** Opening Excerpted passage block **

NEWS

Dengue Fever Outbreak: 1 Death, 913 Cases Reported between January – April 2017

Health officials are concerned the rising dengue fever cases have reached “outbreak level” One death and 913 cases were recorded between January and April this year. Health and Medical Services
02 May 2017 11:00
Dengue Fever Outbreak: 1 Death, 913 Cases Reported between January – April 2017

Health officials are concerned the rising dengue fever cases have reached “outbreak level”

One death and 913 cases were recorded between January and April this year.

Health and Medical Services Permanent Secretary, Phillip Davies, released the figures in Suva yesterday.

“During the same time last year, 278 cases of dengue were notified to the ministry,” he said.

“Dengue cases were reported in the 10-39 years age group.”

Mr Davies said females dominated the 10-29 years age group.

National Advisor Communicable Diseases, Dr Mike Kama, said more than 85 per cent of the 913 cases of dengue from 4646 laboratory tests were recorded in the Central and Western Divisions.

“Mostly the outbreak is in the urban areas of the country,” Dr Kama said.

“There is no cure for dengue fever but dengue can be treated at home with paracetamol, re-hydration and rest where full recovery may take three to 10 days.

“Dengue with worrying symptoms needs hospital admission for secondary clinical care.

“From January to date, 90 per cent of the total dengue cases were seen and treated at the outpatient clinics around the country whilst the remaining 10 per cent required hospital admission for treatment.

“The symptoms of dengue fever include high fever, severe headache, and pain behind the eyes, muscles and joint pains, fatigue, vomiting and skin rash.

“Mosquito surveillance activities have been enhanced and mosquito spraying commenced in February in high risk areas around the country.”

He said dengue fever was a disease caused by a virus which was transmitted primarily by the Aedes aegypti and the Aedes albopictus mosquitoes in Fiji.

“More worrying signs which may imply severe dengue fever can occur within the first 24 hours and include bleeding from gums, abdominal pain, persistent vomiting blood, and low blood pressure.

“Mosquito control implies chemical spraying to knock down adult mosquitoes followed by source reduction which involves eliminating breeding grounds of mosquitoes through clean-up campaigns,” Dr Kama said.

So far, the Health Ministry has recorded 389 cases of dengue in the Western Division, 400 in the Central/Eastern and 124 in the Northern Division.

** Closing Excerpted passage block **
** Opening Dataset extract block **

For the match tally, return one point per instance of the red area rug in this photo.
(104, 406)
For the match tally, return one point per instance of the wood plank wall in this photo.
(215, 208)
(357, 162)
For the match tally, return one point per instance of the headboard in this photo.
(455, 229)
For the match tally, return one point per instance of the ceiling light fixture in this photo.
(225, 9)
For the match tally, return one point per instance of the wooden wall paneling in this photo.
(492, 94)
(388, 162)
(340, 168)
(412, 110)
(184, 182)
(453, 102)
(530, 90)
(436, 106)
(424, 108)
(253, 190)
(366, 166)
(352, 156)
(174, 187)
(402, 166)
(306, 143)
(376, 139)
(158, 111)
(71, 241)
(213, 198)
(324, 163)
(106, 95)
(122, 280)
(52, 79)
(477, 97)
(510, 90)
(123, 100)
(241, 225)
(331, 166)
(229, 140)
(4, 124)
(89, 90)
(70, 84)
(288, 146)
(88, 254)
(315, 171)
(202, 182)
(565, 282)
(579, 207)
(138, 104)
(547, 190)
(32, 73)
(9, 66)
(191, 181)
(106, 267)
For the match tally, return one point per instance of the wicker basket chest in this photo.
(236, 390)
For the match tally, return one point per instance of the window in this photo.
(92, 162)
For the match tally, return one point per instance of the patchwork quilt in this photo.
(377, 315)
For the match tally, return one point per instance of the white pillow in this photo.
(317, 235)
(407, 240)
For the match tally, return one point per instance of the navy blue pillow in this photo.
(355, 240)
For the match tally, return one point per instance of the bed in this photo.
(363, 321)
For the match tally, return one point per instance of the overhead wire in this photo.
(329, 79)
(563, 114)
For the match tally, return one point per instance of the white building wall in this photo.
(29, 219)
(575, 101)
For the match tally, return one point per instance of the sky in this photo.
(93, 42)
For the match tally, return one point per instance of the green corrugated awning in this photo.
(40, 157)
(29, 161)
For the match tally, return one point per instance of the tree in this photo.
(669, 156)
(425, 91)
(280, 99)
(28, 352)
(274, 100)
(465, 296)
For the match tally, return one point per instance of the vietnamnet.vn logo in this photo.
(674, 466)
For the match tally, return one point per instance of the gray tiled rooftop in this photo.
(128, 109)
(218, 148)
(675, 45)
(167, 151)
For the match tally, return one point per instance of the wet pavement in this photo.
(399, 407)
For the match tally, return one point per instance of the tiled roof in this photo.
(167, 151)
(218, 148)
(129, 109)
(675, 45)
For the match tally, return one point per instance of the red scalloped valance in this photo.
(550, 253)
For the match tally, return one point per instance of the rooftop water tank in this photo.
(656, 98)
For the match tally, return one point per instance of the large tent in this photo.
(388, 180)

** Closing Dataset extract block **

Echo exactly the part of the dengue outbreak report above, everything from "Mr Davies said" down to "to 10 days.".

Written response:
Mr Davies said females dominated the 10-29 years age group.

National Advisor Communicable Diseases, Dr Mike Kama, said more than 85 per cent of the 913 cases of dengue from 4646 laboratory tests were recorded in the Central and Western Divisions.

“Mostly the outbreak is in the urban areas of the country,” Dr Kama said.

“There is no cure for dengue fever but dengue can be treated at home with paracetamol, re-hydration and rest where full recovery may take three to 10 days.